◆ DESCRIPTION OF THE TASK ◆
What lines in the listing below hold the string "steeple"? Please copy them out.

◆ GIVEN DATA ◆
···
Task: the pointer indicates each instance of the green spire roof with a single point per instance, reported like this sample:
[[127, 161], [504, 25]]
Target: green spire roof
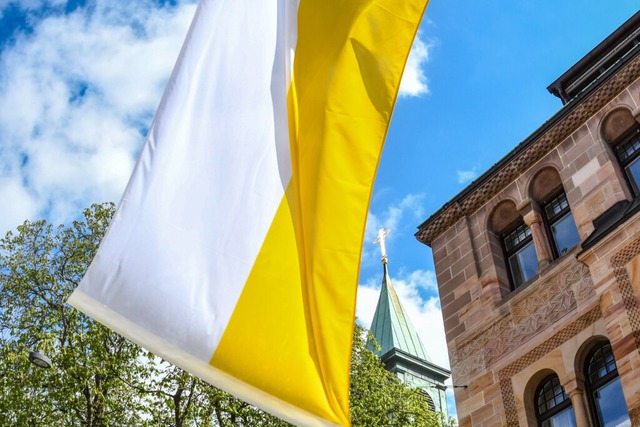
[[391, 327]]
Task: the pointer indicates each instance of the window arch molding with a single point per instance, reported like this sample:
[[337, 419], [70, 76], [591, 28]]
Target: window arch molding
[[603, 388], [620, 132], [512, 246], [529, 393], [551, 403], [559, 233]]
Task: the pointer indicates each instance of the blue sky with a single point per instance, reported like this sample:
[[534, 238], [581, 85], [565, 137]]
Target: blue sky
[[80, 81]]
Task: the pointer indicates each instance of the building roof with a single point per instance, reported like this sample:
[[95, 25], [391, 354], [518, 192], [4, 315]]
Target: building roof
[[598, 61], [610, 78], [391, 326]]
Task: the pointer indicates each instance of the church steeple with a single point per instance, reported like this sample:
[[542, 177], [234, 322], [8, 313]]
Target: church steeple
···
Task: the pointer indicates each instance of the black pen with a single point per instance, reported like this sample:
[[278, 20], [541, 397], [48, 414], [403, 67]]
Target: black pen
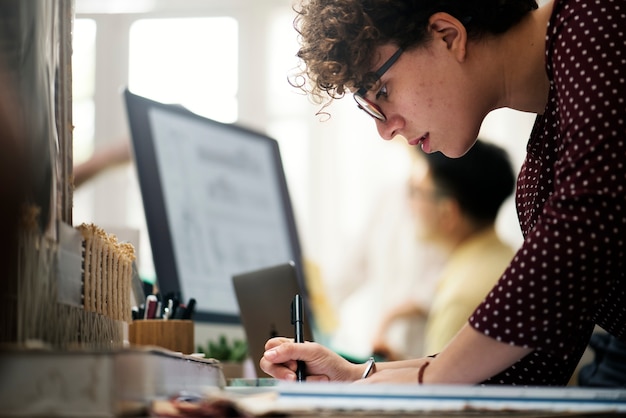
···
◆ SOLUTION TO THIS EXERCISE ◆
Task: the pointer indicates each instance of the church steeple with a single point per instance, reported like this sample:
Target: church steeple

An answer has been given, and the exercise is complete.